Abstract
For the search for promising singlet fission candidates, the calculation of the effective electronic coupling, which is required to estimate the singlet fission rate between the initially excited state (S0S1) and the multiexcitonic state (1TT, two triplets on neighboring molecules, coupled into a singlet), should be sufficiently reliable and fast enough to explore the configuration space. We propose here to modify the calculation of the effective electronic coupling using a nonorthogonal configuration interaction approach by: (a) using only one set of orbitals, optimized for the triplet state of the molecules, to describe all molecular electronic states, and (b) only taking the leading configurations into consideration. Furthermore, we also studied the basis set convergence of the electronic coupling, and we found, by comparison to the complete basis set limit obtained using the cc-pVnZ series of basis sets, that both the aug-cc-pVDZ and 6–311++G** basis sets are a good compromise between accuracy and computational feasibility. The proposed approach enables future work on larger clusters of molecules than dimers.

■ **Rows**:
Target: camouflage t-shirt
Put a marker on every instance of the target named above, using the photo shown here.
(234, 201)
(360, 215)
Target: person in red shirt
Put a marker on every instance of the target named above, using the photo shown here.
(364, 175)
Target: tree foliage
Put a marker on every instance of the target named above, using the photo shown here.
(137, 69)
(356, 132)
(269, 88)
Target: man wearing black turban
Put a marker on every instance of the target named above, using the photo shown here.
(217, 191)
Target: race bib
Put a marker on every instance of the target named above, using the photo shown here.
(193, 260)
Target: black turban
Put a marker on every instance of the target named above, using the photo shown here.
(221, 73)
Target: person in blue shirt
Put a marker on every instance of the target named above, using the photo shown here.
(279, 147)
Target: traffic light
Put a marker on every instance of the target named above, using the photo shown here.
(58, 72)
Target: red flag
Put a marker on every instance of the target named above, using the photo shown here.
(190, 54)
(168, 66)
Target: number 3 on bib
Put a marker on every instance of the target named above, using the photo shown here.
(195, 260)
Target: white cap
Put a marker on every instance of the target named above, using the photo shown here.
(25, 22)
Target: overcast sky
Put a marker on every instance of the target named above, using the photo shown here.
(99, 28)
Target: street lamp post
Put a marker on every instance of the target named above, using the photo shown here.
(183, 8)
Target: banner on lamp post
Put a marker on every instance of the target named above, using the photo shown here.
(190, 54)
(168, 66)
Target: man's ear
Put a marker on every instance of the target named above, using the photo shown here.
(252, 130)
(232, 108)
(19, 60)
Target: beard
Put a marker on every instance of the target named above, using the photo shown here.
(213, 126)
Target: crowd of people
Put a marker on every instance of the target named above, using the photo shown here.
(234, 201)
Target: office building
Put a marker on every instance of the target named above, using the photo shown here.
* * *
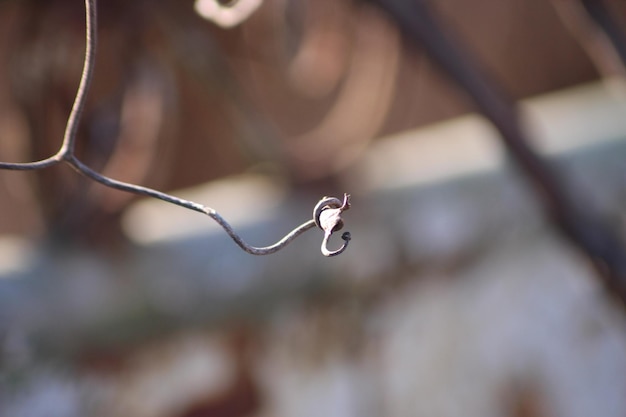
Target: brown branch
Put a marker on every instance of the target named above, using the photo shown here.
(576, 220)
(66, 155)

■ **Problem details**: Render this sentence from the singlet fission abstract in French: "The proposed approach enables future work on larger clusters of molecules than dimers."

■ **Solution to this exercise**: L'approche proposée permet de futurs travaux sur des agrégats de molécules plus grands que des dimères.